Data to examine below:
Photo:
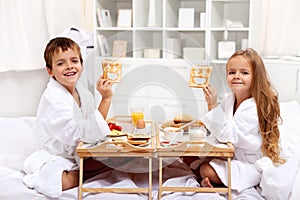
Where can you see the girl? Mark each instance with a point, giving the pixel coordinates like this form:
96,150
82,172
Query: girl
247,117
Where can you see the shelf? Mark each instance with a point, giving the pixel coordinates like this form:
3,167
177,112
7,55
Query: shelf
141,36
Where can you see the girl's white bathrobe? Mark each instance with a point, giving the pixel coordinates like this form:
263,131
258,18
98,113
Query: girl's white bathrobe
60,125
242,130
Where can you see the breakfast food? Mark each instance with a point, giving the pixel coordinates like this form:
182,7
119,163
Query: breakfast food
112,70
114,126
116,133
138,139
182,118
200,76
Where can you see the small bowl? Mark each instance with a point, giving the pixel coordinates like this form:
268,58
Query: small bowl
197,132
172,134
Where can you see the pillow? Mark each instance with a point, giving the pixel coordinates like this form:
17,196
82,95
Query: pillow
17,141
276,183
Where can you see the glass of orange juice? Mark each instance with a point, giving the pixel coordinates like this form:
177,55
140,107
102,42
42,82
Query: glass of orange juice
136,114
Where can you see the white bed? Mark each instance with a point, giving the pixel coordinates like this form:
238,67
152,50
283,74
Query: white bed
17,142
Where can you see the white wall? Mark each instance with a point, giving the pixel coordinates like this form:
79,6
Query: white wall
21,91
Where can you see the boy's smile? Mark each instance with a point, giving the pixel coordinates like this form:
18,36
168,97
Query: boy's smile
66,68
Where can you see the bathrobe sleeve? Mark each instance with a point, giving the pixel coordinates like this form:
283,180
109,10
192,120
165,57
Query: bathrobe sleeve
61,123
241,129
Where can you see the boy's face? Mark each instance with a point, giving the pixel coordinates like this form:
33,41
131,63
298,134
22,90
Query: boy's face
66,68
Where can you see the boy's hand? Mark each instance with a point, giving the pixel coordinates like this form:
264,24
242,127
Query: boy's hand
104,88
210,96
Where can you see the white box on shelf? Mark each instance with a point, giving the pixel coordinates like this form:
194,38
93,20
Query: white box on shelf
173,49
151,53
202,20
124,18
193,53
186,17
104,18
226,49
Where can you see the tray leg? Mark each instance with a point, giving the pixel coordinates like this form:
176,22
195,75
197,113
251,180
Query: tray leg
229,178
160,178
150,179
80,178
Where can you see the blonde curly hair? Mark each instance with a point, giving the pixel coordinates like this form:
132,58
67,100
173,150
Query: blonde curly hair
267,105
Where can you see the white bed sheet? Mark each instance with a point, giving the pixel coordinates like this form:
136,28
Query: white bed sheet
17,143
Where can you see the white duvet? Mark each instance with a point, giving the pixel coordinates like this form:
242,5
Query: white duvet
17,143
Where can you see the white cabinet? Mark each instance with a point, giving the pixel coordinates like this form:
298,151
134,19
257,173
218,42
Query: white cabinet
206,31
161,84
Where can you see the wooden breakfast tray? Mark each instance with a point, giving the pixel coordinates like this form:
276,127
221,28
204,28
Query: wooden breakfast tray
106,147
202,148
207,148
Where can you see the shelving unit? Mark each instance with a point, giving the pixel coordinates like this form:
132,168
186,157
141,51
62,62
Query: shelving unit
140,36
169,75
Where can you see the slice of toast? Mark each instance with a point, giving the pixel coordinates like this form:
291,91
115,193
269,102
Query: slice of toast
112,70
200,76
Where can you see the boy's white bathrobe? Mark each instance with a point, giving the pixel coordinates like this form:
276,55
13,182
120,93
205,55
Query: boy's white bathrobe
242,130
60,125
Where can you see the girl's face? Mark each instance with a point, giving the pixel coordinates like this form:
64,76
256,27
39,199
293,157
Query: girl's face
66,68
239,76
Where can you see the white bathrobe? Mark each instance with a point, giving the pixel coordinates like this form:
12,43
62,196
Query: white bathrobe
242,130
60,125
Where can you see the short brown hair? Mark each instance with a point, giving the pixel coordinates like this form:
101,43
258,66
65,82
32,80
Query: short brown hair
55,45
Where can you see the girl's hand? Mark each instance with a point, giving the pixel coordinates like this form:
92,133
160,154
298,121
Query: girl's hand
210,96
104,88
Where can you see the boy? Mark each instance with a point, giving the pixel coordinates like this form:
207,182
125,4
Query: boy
End of Data to examine.
Your assignment =
Among the records above, a stretch begins at the line containing "Where can you see the white bathrobe?" and ends at the line containing "Where can you see the girl's hand?". Restate that stretch word for word, and nothing else.

Answer box =
Where can you see the white bathrobe? Mark each instance with a point, giving the pixel coordinates like this form:
12,43
62,196
Query: white bathrobe
242,130
60,125
Where can you see the short brown hair? Mark each instance with a point, giving the pixel coordinates like this form:
101,43
258,66
65,82
32,80
Query: short brown hair
55,45
Where can you see the girl's hand? Mark each instance with a point, giving the pixel coordinates like this form:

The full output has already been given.